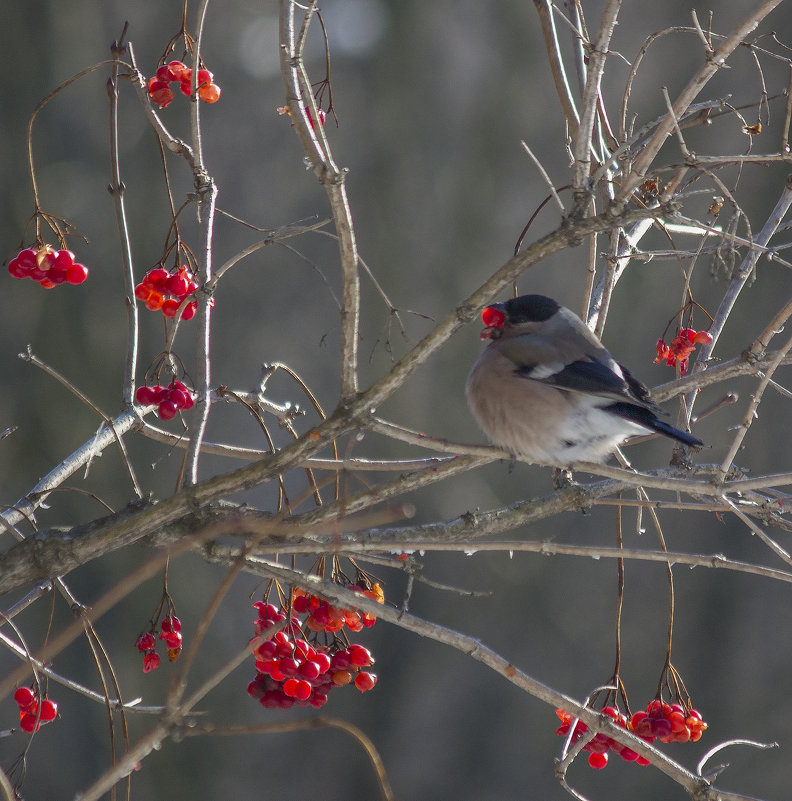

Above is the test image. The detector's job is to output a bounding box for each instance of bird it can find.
[465,295,704,468]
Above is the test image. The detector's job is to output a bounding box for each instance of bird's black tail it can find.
[605,403,704,447]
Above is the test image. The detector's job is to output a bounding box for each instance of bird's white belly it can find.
[467,360,647,467]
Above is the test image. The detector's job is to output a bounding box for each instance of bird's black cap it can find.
[503,295,561,325]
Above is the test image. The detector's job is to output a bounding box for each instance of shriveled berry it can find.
[143,651,161,673]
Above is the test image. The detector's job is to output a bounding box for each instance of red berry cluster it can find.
[556,698,707,770]
[135,378,195,420]
[14,687,58,734]
[8,245,88,289]
[135,264,198,320]
[654,328,712,375]
[148,61,221,108]
[556,706,649,770]
[135,615,182,673]
[292,583,385,633]
[630,698,707,743]
[248,595,377,709]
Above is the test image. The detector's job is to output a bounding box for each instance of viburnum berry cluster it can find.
[135,615,182,673]
[14,687,58,734]
[135,378,195,420]
[654,328,712,375]
[8,245,88,289]
[135,264,203,320]
[556,706,649,770]
[248,584,384,709]
[148,61,221,108]
[292,583,385,632]
[556,698,707,770]
[629,698,707,743]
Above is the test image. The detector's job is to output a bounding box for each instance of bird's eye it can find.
[481,306,506,328]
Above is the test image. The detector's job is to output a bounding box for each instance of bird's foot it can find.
[553,467,575,490]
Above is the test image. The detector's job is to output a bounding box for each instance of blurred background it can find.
[0,0,792,801]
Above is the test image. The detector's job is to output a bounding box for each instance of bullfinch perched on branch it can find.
[466,295,704,467]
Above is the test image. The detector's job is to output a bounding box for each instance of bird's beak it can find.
[479,326,503,339]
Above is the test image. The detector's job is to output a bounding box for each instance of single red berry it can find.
[40,698,58,723]
[198,83,221,102]
[157,400,178,420]
[313,651,330,673]
[589,753,608,770]
[168,61,190,81]
[135,387,157,406]
[17,248,38,272]
[347,642,374,667]
[355,670,377,693]
[146,291,165,311]
[135,631,157,651]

_____

# EXERCISE DIRECTIONS
Format every line of the entries above as a numbered list, omitting any blank lines and leaving out the picture.

# IN RESPONSE
1. Above is the test image. The detector's job is to output a bounding box for each instance of bird it can find.
2. [465,295,704,468]
3. Above is the test image. The detector's job is to output a bounding box for each instance of bird's black tail it can find.
4. [605,403,704,447]
5. Above is the test image. The detector's job is to output a bounding box for each instance of bird's white belly it can find.
6. [467,360,647,467]
7. Above is the test image. The detector's job is to output a bounding box for each instance of bird's black cap it can find.
8. [503,295,561,325]
9. Above is the test image. The detector's job is to output a bounding box for each instance of shriveled berry it can find.
10. [143,651,161,673]
11. Above is the test image. The detector's job is to output a bounding box for each instance of red berry cluster it can find.
12. [556,698,707,770]
13. [135,378,195,420]
14. [14,687,58,734]
15. [8,245,88,289]
16. [135,264,198,320]
17. [654,328,712,375]
18. [148,61,221,108]
19. [556,706,649,770]
20. [135,615,182,673]
21. [292,583,385,633]
22. [630,698,707,743]
23. [248,595,377,709]
24. Above is the test image. The detector's job is to output a bounding box for each instance of viburnum berry cluster it can find.
25. [135,615,182,673]
26. [14,687,58,734]
27. [135,378,195,420]
28. [654,328,712,375]
29. [8,245,88,289]
30. [135,264,203,320]
31. [556,706,649,770]
32. [248,584,384,709]
33. [148,61,221,108]
34. [292,583,385,632]
35. [556,698,707,770]
36. [629,698,707,743]
37. Above is the test image. The detector's job is to output a bounding box for each instance of bird's eye it can find.
38. [481,306,506,328]
39. Above is the test image. The detector's job is to output a bounding box for each instance of bird's foot it can find.
40. [553,467,575,490]
41. Above is the test image. The detector's job is to output a bounding box for each instance of blurred background it can find.
42. [0,0,792,801]
43. Above is the test image. The detector's job is to output a bounding box for each instance of bullfinch perched on branch it can find.
44. [466,295,704,467]
45. Above is the test image. The detector's job is to output a bounding box for each instance of bird's beak it can find.
46. [479,326,503,339]
47. Above is the test image. The detector's job is to output a bounding box for each instance of single red berry it can find.
48. [40,698,58,723]
49. [198,83,221,102]
50. [157,400,178,420]
51. [313,651,330,673]
52. [589,753,608,770]
53. [168,61,190,81]
54. [135,387,157,406]
55. [17,248,38,272]
56. [347,642,374,667]
57. [355,670,377,693]
58. [146,291,165,311]
59. [135,631,157,651]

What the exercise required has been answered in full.